* _Work instruction_
For each line in the records that contains "field", make a copy.

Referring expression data
────────────────────────────────────────

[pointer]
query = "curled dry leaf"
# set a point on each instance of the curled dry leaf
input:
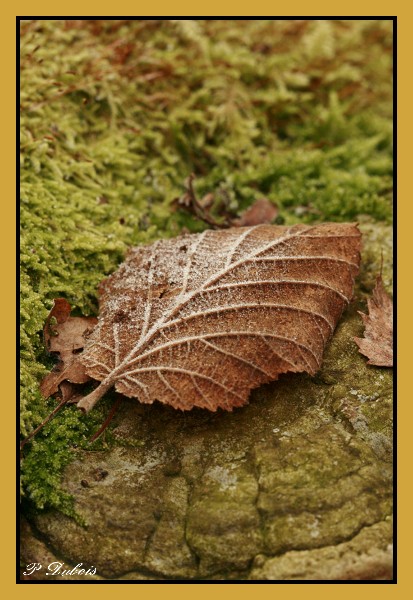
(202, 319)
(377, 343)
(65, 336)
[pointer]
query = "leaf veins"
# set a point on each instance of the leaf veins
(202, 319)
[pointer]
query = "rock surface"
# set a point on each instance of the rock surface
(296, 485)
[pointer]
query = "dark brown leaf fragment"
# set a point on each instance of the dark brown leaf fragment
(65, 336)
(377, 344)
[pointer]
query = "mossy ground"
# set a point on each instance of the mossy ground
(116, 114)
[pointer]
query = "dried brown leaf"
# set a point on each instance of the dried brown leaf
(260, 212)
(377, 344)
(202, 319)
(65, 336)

────────────────────────────────────────

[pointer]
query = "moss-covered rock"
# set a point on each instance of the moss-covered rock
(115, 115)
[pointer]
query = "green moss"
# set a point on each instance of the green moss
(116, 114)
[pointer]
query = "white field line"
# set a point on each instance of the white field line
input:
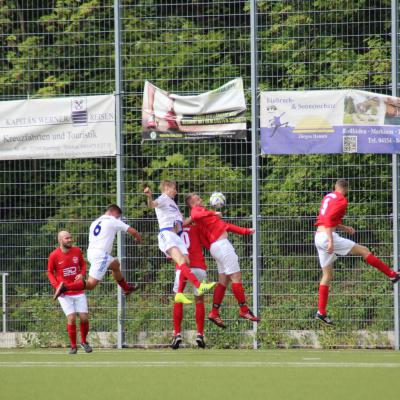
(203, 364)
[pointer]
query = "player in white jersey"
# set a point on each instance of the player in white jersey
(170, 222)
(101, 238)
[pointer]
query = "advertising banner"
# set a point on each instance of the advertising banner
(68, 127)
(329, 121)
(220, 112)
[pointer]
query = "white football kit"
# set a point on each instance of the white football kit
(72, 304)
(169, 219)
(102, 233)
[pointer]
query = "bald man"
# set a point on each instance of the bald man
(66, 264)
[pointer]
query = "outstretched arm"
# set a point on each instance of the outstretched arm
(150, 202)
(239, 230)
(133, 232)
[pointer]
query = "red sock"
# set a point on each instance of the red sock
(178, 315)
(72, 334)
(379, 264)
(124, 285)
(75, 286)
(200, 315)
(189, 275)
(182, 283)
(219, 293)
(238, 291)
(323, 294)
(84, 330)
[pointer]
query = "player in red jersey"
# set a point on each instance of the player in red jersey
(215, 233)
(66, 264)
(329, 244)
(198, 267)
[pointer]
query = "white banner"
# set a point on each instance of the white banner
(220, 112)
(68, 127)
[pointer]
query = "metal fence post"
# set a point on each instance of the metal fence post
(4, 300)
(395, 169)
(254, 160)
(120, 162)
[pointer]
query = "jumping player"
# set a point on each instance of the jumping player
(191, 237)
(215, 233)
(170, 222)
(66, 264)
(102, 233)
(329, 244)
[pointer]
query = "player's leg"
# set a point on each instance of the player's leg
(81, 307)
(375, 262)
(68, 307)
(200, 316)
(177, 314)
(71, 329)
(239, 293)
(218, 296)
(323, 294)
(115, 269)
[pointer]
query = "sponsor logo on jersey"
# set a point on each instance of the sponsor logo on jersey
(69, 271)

────────────────────────────────────────

* _Written response_
query = "white field line"
# set a point on each instance of the white field line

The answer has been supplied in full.